• _Directions_: Count the lines in the items that follow which contain the word "below", and reply with the number alone.

• _Input records_:

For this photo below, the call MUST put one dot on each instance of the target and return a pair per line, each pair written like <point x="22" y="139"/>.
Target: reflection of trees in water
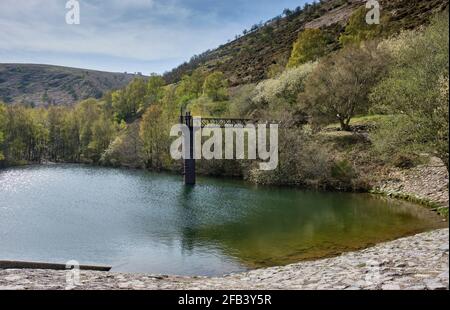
<point x="324" y="225"/>
<point x="187" y="211"/>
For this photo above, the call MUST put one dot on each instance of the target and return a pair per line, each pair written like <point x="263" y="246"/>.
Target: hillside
<point x="250" y="57"/>
<point x="38" y="85"/>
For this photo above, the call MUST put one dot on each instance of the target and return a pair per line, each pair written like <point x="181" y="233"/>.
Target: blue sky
<point x="125" y="35"/>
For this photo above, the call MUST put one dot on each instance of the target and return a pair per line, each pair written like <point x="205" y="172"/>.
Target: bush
<point x="310" y="45"/>
<point x="417" y="88"/>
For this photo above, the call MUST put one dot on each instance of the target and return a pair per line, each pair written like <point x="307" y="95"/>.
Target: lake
<point x="138" y="221"/>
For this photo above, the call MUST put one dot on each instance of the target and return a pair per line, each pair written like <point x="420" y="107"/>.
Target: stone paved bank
<point x="417" y="263"/>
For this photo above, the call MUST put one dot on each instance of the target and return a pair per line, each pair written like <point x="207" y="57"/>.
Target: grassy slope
<point x="248" y="59"/>
<point x="29" y="83"/>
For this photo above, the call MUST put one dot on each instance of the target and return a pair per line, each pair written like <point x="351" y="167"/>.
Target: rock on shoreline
<point x="415" y="263"/>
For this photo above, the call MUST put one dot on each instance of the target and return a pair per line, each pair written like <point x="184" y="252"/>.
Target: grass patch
<point x="442" y="211"/>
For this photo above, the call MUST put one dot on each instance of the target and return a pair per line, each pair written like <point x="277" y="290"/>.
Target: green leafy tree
<point x="417" y="88"/>
<point x="155" y="89"/>
<point x="216" y="86"/>
<point x="338" y="88"/>
<point x="310" y="45"/>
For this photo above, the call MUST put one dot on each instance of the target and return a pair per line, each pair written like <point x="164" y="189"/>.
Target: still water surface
<point x="138" y="221"/>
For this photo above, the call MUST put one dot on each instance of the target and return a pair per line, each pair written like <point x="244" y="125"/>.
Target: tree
<point x="358" y="30"/>
<point x="155" y="90"/>
<point x="191" y="86"/>
<point x="417" y="87"/>
<point x="338" y="88"/>
<point x="152" y="136"/>
<point x="216" y="86"/>
<point x="310" y="45"/>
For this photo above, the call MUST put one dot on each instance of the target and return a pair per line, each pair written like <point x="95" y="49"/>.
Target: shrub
<point x="310" y="45"/>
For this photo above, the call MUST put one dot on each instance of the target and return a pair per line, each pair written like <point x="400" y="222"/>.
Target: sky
<point x="125" y="35"/>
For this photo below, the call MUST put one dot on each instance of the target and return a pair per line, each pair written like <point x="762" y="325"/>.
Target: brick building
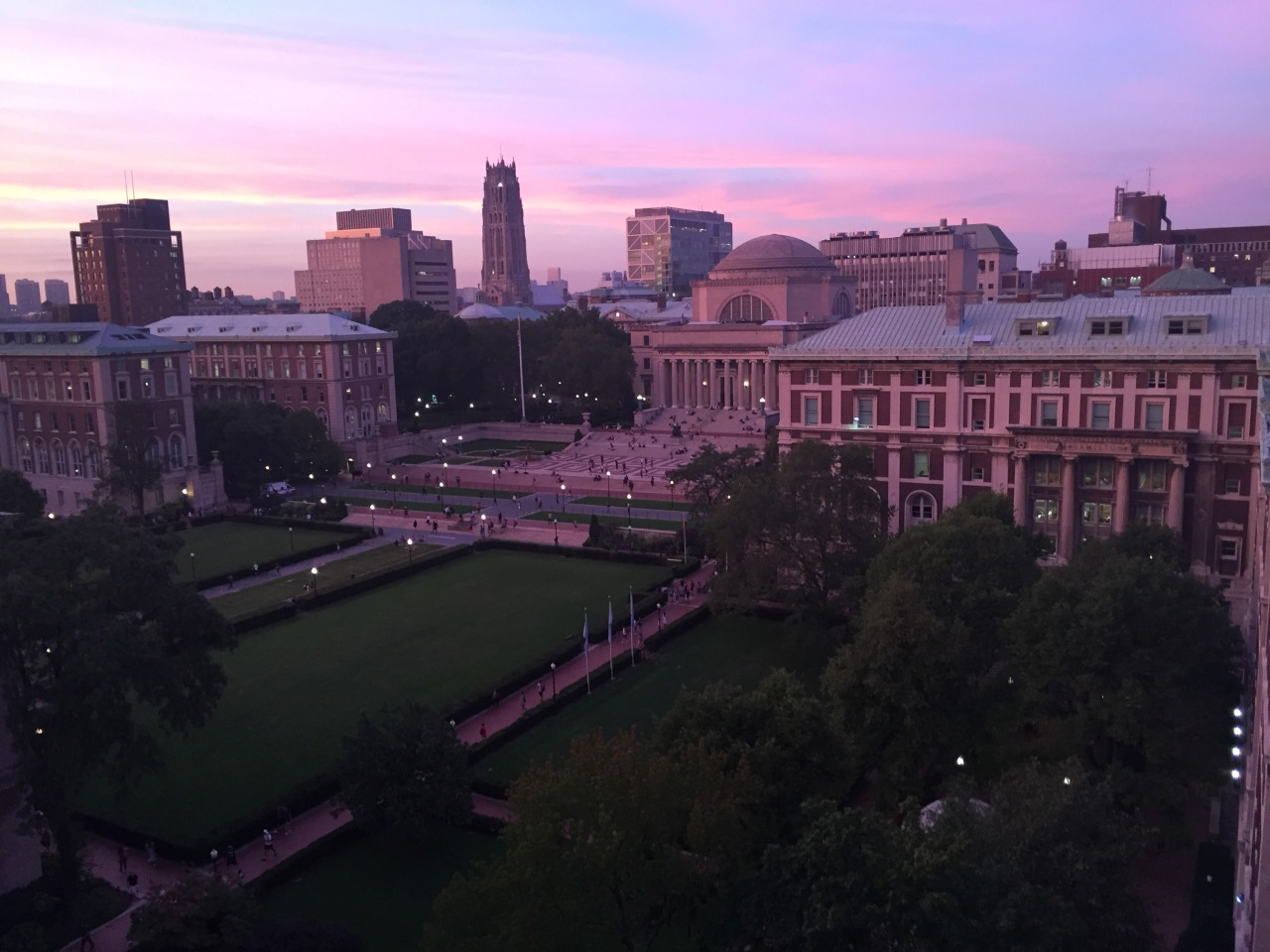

• _Exercise response_: 2